Stated task A: According to the championships summary, which edition of the European Squash Team Championships was the 2019 event?
Stated task B: Write out the championships summary from "- Location: Birmingham" to "European Squash Federation.", replacing "organised" with "organized".
** BEGIN Reading passage **
- Location: Birmingham
- Venue: Edgbaston Priory Club
- Date: 1 – 4 May
- Website europeansquash.com

Results
- Champions: Men England Women France

= 2019 European Squash Team Championships =

Squash tournament

The 2019 European Squash Team Championships was the 47th edition of European Squash Team Championships for squash players. The event was held at the Edgbaston Priory Club in Birmingham from 1 to 4 May 2019. The tournament was organised by the European Squash Federation.

The England men's team won their 41st title and the France women's team won their first title defeating England in the final. It was the first time since 2010 that England had been beaten.
** END Reading passage **
** BEGIN Listing **
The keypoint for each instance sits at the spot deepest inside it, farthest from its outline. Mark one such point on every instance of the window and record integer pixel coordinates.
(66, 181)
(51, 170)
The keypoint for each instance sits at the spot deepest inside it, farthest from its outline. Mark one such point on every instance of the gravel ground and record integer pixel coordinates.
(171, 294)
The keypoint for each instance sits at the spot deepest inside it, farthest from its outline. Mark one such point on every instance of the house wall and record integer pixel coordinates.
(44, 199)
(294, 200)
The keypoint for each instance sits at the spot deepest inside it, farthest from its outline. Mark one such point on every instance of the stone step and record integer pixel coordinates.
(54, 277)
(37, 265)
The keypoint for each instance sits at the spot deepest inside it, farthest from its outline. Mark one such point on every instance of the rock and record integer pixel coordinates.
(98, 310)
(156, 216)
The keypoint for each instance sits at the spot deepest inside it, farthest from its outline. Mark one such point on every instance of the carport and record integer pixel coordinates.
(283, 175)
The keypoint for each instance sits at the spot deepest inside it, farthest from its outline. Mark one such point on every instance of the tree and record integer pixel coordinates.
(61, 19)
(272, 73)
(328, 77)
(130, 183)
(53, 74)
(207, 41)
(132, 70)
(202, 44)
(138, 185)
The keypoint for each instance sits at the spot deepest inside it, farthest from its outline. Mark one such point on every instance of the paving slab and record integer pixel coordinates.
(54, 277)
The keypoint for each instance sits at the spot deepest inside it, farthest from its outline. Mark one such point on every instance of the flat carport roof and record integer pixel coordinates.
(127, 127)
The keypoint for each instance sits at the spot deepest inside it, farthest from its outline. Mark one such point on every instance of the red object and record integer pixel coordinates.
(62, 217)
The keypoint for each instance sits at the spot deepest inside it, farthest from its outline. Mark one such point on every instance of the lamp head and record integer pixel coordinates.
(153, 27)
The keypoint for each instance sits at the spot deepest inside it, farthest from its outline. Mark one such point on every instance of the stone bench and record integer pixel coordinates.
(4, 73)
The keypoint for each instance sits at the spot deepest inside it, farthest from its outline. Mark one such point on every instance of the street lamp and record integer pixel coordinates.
** END Listing **
Exercise result A: It was the 47th edition.

Exercise result B:
- Location: Birmingham
- Venue: Edgbaston Priory Club
- Date: 1 – 4 May
- Website europeansquash.com

Results
- Champions: Men England Women France

= 2019 European Squash Team Championships =

Squash tournament

The 2019 European Squash Team Championships was the 47th edition of European Squash Team Championships for squash players. The event was held at the Edgbaston Priory Club in Birmingham from 1 to 4 May 2019. The tournament was organized by the European Squash Federation.